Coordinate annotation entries
____
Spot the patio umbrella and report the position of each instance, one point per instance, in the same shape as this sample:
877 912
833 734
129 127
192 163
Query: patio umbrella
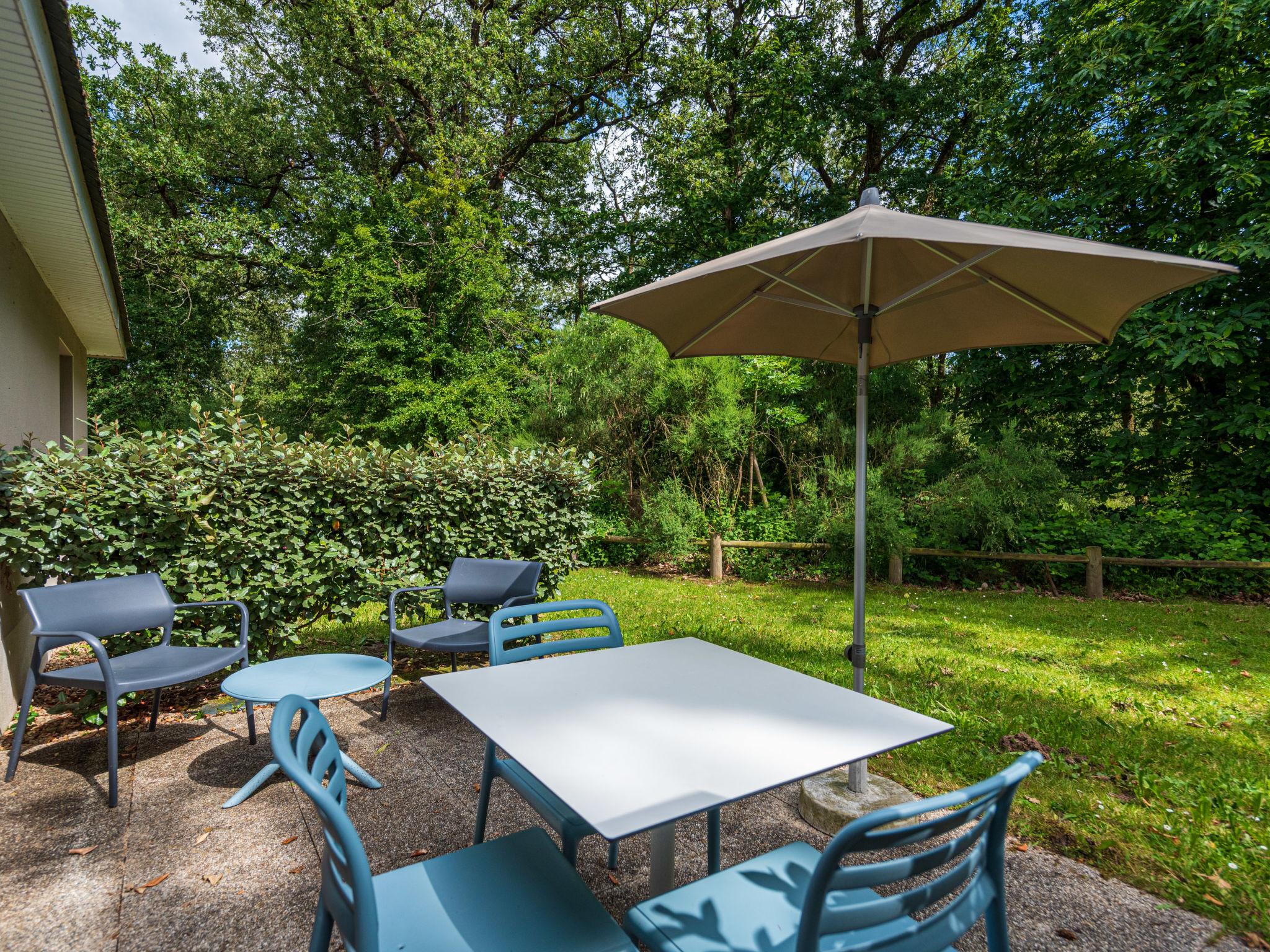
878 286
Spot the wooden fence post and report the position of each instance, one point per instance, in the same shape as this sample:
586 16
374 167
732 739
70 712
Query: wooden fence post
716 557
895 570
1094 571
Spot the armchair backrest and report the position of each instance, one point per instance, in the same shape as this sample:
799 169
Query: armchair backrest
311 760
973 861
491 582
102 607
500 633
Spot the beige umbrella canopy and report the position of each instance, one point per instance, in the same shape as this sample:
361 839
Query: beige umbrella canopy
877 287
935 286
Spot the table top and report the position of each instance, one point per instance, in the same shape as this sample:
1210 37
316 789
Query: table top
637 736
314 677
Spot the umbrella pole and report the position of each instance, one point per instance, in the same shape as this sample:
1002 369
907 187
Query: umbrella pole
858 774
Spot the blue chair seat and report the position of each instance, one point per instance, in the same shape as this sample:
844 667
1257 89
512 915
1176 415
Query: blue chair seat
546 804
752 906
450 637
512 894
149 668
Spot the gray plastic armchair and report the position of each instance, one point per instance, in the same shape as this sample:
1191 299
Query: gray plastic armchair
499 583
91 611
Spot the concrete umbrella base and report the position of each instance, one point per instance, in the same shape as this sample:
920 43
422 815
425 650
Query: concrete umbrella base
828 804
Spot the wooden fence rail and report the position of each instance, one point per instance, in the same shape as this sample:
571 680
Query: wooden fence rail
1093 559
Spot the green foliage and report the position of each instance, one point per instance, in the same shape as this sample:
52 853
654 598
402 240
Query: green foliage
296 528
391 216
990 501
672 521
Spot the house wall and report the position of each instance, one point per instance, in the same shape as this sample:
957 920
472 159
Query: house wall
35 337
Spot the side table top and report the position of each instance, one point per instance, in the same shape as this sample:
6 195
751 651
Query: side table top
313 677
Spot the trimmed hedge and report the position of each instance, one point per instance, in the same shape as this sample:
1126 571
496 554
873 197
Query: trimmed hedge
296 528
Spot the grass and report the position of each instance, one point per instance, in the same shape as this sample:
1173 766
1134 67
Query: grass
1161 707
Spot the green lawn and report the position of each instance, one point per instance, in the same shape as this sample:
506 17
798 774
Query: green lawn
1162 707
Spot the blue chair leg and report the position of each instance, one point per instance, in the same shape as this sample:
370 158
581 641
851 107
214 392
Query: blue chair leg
____
● Description of the task
Copy everything in the records above except the pictures, exactly as written.

● Full output
Spot the patio umbrella and report the position of each instance, one point per instance, in the same shape as this sample:
877 912
833 734
129 127
192 163
Query: patio umbrella
878 286
Spot the wooden fence post and report the position of each instance, one point per instance, in the same shape as this sample:
586 16
374 167
732 739
70 712
Query: wooden fence post
716 557
895 570
1094 571
Spot the armchair backrest and report the position of each instance, one point per instance, in the same shape as this sample:
799 169
Query: armchair backrest
311 760
973 861
491 582
102 607
500 633
Spot the beige umbrella canopy and report the position of each instance, one point per instance, in the same shape as this sample:
361 839
Query: beige umbrella canopy
877 287
935 286
Spot the table top and report the position of each instance, one point per instance, in the same shape as this sample:
1210 37
316 789
Query: table top
637 736
314 677
Spot the umbrella pole and report the position of each instance, one point per instance, in the same shape as this sample:
1002 369
907 187
Query: umbrella pole
858 774
Spot the blue chair seat and report the position of each instance, one point per instance, in the same shape as this sample:
844 667
1257 89
512 915
1176 415
Query: blue chair seat
546 804
752 906
450 637
512 894
149 668
Spot the gray plastic armchair and report the position of each instance, one point per instance, in the same shape as this sample:
1191 299
Query: gray plastic armchair
499 583
91 611
Spot the concrete umbrella base and report the position of each instance, one point per instance, in the same shape as this sample:
920 43
422 815
425 650
Query: concrete umbrella base
828 804
Spot the wooden fence rail and report the position of each instance, one point per instance, in the same shape as this sample:
571 680
Query: wooden fence rail
1093 559
Spot the green foliage and report the position of each instance, one point per instance, in the same shape as this sample:
52 853
654 598
402 240
Query: green foliage
296 528
391 216
990 501
672 521
Spot the house wall and report the position of each instance, one point per instance, in the same shape as this sample:
957 920
472 159
Query: house wall
35 337
Spot the side table top and report the position of each instance, one point per instance, in the same shape as this sample:
6 195
751 651
Query: side table top
313 677
Spot the trimmed hedge and report the position of each instance, one point per instance, in the same shape as this sample:
1126 571
496 554
873 197
Query: trimmed hedge
296 528
Spot the grass and report the position of each instance, one point per instance, in the same shape as this sample:
1173 766
1134 67
Query: grass
1161 707
Spot the green lawn and report the position of each instance, one point per instance, in the same shape as this sample:
506 17
798 774
Query: green lawn
1162 707
Spot the blue chair leg and report the position of each instance, one point per instance, in the same shape as this sample:
370 158
581 641
851 107
214 392
Query: blue chair leg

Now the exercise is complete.